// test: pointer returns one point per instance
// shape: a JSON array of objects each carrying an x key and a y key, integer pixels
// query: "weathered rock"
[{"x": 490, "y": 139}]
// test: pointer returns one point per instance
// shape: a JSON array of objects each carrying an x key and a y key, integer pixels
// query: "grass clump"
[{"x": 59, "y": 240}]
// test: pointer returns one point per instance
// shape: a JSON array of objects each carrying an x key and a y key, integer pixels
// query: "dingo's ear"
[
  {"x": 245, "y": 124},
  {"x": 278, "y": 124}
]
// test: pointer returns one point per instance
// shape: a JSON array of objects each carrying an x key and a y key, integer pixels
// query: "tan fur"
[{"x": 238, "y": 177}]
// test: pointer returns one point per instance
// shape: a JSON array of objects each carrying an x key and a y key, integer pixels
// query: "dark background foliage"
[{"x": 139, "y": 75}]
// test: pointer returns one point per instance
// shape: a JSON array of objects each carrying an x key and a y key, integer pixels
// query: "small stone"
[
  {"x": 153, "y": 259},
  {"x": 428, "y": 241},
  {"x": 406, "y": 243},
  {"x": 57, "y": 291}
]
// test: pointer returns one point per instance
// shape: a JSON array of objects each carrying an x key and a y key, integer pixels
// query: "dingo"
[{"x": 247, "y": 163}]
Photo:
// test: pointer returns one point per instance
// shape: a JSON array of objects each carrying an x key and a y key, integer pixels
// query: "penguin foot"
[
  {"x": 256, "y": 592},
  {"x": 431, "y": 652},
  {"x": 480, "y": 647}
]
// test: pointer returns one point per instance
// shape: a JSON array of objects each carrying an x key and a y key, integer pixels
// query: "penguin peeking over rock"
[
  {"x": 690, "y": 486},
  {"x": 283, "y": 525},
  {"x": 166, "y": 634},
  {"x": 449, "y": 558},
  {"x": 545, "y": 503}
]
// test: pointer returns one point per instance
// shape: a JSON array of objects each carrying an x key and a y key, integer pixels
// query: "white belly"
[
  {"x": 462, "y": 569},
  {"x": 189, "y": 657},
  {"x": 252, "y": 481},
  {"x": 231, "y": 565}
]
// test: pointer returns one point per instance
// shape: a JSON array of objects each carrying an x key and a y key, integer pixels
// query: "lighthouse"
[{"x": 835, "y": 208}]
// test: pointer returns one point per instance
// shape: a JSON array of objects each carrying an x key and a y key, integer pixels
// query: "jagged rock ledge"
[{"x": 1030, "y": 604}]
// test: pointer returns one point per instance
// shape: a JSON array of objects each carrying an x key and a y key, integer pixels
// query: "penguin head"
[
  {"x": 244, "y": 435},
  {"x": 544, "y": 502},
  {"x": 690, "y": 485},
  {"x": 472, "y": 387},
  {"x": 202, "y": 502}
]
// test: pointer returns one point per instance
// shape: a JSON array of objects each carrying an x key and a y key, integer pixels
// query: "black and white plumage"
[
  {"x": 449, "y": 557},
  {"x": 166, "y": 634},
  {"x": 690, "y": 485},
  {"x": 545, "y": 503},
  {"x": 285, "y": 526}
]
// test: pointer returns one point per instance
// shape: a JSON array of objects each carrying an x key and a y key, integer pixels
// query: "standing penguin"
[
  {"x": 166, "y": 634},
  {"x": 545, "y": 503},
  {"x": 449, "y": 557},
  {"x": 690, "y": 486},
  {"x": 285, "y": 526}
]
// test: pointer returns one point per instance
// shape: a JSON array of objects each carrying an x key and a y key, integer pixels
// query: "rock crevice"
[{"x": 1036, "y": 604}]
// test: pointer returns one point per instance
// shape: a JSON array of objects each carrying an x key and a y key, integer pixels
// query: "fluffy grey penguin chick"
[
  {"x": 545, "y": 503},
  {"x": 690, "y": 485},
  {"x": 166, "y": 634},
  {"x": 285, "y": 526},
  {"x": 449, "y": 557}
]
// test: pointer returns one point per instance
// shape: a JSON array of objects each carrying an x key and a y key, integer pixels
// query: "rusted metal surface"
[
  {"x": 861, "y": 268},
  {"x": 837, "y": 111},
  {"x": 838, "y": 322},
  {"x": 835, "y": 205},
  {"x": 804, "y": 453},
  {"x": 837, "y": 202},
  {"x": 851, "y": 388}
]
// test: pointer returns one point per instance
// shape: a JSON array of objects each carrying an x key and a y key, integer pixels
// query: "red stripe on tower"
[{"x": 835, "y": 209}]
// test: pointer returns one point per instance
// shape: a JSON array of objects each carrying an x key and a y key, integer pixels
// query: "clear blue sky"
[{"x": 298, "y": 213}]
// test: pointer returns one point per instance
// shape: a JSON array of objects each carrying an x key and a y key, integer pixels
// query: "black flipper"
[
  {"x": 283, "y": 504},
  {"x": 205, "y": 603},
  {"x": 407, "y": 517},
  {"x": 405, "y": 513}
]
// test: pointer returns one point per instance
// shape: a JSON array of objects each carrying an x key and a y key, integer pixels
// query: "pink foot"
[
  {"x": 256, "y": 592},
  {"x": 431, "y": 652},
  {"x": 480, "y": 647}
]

※

# PROBLEM REQUIREMENTS:
Transcribe all lines as written.

# EXERCISE ANSWER:
// test: pointer returns one point per instance
// shape: a JSON array of objects each carrying an x key and a y key, integer pixels
// query: "weathered rock"
[{"x": 490, "y": 139}]
// test: pointer returns one point per instance
// shape: a JSON array of objects each carrying an x key and a y key, integer pixels
// query: "grass clump"
[{"x": 59, "y": 240}]
// test: pointer returns one point per instance
// shape: a JSON array of objects each carrying an x key and a y key, integer pixels
// query: "dingo's ear"
[
  {"x": 245, "y": 124},
  {"x": 278, "y": 124}
]
// test: pointer returns one point per instance
// shape: a JSON array of objects each carrying an x key and a y key, integer pixels
// query: "tan fur"
[{"x": 238, "y": 177}]
// test: pointer returns one point per instance
// shape: a JSON array of objects each carrying an x key and a y key, integer pixels
// query: "dark background foliage"
[{"x": 139, "y": 75}]
// test: pointer returns one point per instance
// shape: a JSON array of objects each carrying an x key and a y key, integer pixels
// query: "small stone"
[
  {"x": 153, "y": 259},
  {"x": 428, "y": 241},
  {"x": 406, "y": 243},
  {"x": 57, "y": 291}
]
// test: pointer returns one point per instance
// shape: a JSON array of objects each carrying an x key and a y key, integer pixels
// query: "dingo"
[{"x": 247, "y": 163}]
Photo:
// test: pointer returns one point per instance
// shape: a JSON array of objects each carrying an x key and a y key, integer pixels
// query: "penguin foot"
[
  {"x": 256, "y": 592},
  {"x": 431, "y": 652},
  {"x": 480, "y": 647}
]
// test: pointer returns one point per instance
// shape: a JSON array of objects each carrying an x key and a y key, integer pixels
// query: "penguin peeking over rock"
[
  {"x": 690, "y": 486},
  {"x": 283, "y": 525},
  {"x": 166, "y": 634},
  {"x": 449, "y": 558},
  {"x": 545, "y": 503}
]
// test: pointer returns one point per instance
// shape: a JSON array of objects each carrying an x key and a y key, integer pixels
// query: "white belly"
[
  {"x": 462, "y": 569},
  {"x": 189, "y": 657},
  {"x": 252, "y": 481},
  {"x": 231, "y": 565}
]
// test: pointer returns one point per instance
// shape: a JSON array of objects each carrying an x key and a y key, integer pixels
// query: "lighthouse"
[{"x": 835, "y": 208}]
// test: pointer returns one point per instance
// shape: a JSON array of objects each carrying an x key and a y key, integer pixels
// query: "jagged rock ledge"
[{"x": 1030, "y": 604}]
// test: pointer returns one point per instance
// shape: a JSON array of objects each carrying an x key and a y key, integer pixels
// query: "penguin head"
[
  {"x": 244, "y": 435},
  {"x": 544, "y": 502},
  {"x": 690, "y": 485},
  {"x": 472, "y": 387},
  {"x": 202, "y": 502}
]
// test: pointer returns one point per instance
// shape: a JSON array of objects each carrying an x key and a y key, integer pixels
// query: "black and white plumage"
[
  {"x": 449, "y": 557},
  {"x": 166, "y": 634},
  {"x": 690, "y": 485},
  {"x": 545, "y": 503},
  {"x": 285, "y": 526}
]
// test: pointer returns one point per instance
// shape: a JSON array of objects each carrying an x key and a y key, integer pixels
// query: "standing penguin"
[
  {"x": 166, "y": 634},
  {"x": 545, "y": 503},
  {"x": 449, "y": 557},
  {"x": 690, "y": 486},
  {"x": 285, "y": 526}
]
// test: pointer returns one point per instance
// shape: a JSON array of objects each carrying an x key and a y key, integer pixels
// query: "rock crevice"
[{"x": 1036, "y": 604}]
// test: pointer returns one point per instance
// shape: a JSON array of objects each carrying an x key and a y key, integer pixels
// query: "fluffy grey penguin chick"
[
  {"x": 545, "y": 503},
  {"x": 690, "y": 485},
  {"x": 166, "y": 634},
  {"x": 285, "y": 526},
  {"x": 449, "y": 557}
]
// test: pointer returns one point per instance
// shape: a JSON array of objects each carrying an x key and a y key, integer pixels
// query: "rusted metal surface"
[
  {"x": 861, "y": 268},
  {"x": 837, "y": 111},
  {"x": 838, "y": 322},
  {"x": 835, "y": 205},
  {"x": 804, "y": 453},
  {"x": 837, "y": 202},
  {"x": 851, "y": 388}
]
// test: pointer returns one point per instance
// shape: a JSON array of objects each carrying an x key and a y key, integer pixels
// query: "red stripe on tower"
[{"x": 835, "y": 209}]
// test: pointer returns one point per instance
// shape: a JSON array of objects each carrying an x key and a y key, integer pixels
// query: "clear blue sky"
[{"x": 298, "y": 213}]
// test: pointer returns one point per instance
// shape: a JSON array of objects each carrying an x key and a y key, integer pixels
// query: "black flipper"
[
  {"x": 283, "y": 504},
  {"x": 205, "y": 603},
  {"x": 407, "y": 517},
  {"x": 405, "y": 513}
]
// test: pointer returns one point per instance
// shape: a JSON array of objects each carrying an x key and a y key, integer pixels
// query: "pink foot"
[
  {"x": 256, "y": 592},
  {"x": 431, "y": 652},
  {"x": 480, "y": 647}
]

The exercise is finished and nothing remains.